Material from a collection
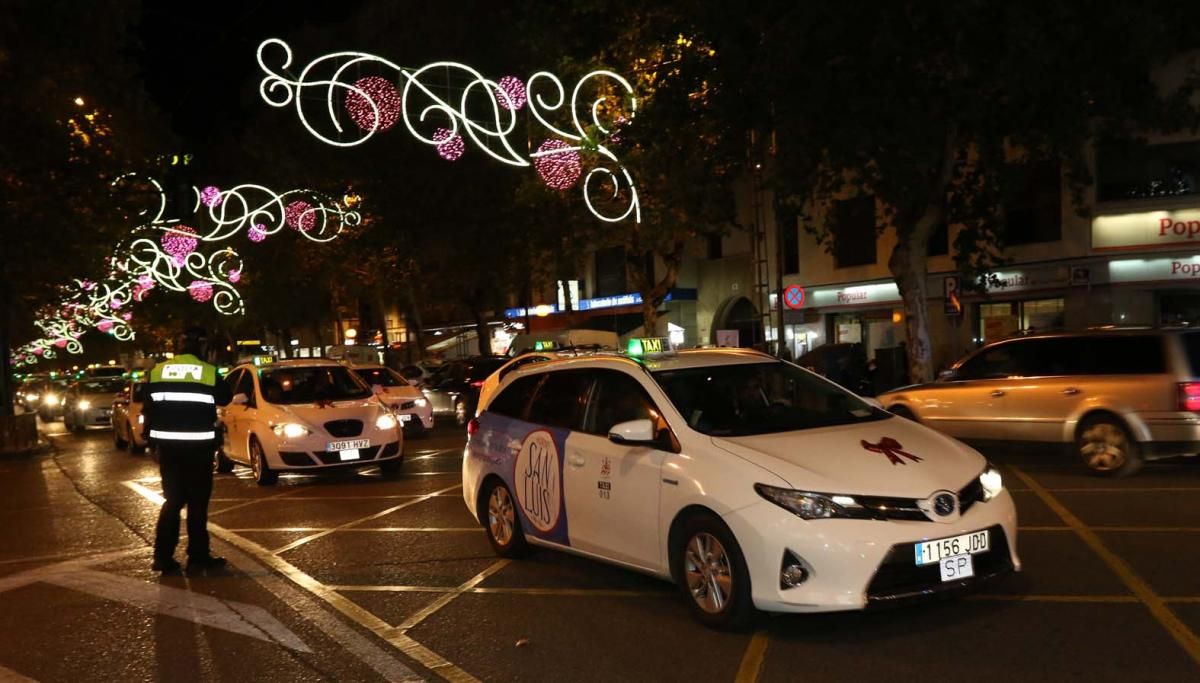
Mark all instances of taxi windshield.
[653,361,888,437]
[259,365,372,405]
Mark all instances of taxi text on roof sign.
[625,337,671,355]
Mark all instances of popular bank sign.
[1092,209,1200,250]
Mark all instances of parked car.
[217,359,403,486]
[113,379,146,454]
[880,330,1200,475]
[347,364,433,435]
[62,377,125,432]
[425,355,509,426]
[462,349,1020,627]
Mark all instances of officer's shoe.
[150,558,180,574]
[187,555,228,571]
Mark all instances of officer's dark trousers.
[154,444,214,561]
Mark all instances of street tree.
[750,0,1198,382]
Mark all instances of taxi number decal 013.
[914,529,988,567]
[512,430,563,533]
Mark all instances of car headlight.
[271,423,312,438]
[979,462,1004,502]
[754,484,865,520]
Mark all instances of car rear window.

- DESCRIPTION OF THE TASK:
Write out all of the material above again, keeping every labeling request and adding -3 to each bounding-box coordinate. Leave the pictures out.

- EXERCISE SOLUTION:
Mark all instances of taxi windshield.
[650,358,885,434]
[256,362,369,402]
Mark all instances of taxi text on roof sign.
[622,334,668,352]
Mark all instances of popular bank sign.
[1089,206,1197,247]
Mark all instances of parked car.
[214,356,400,483]
[110,376,143,451]
[877,327,1197,472]
[344,361,430,432]
[59,374,122,429]
[422,352,506,423]
[459,346,1017,624]
Mark all instances of officer's shoe.
[147,555,177,571]
[184,552,225,568]
Mark all instances of officer's dark trousers.
[151,441,211,558]
Mark all instances of street tree.
[747,-3,1195,379]
Mark all instances of taxi number decal 013.
[911,526,985,564]
[509,427,560,530]
Mark all instances of car headlight.
[268,420,309,435]
[976,459,1001,499]
[751,481,862,517]
Mark all instances of car rear window.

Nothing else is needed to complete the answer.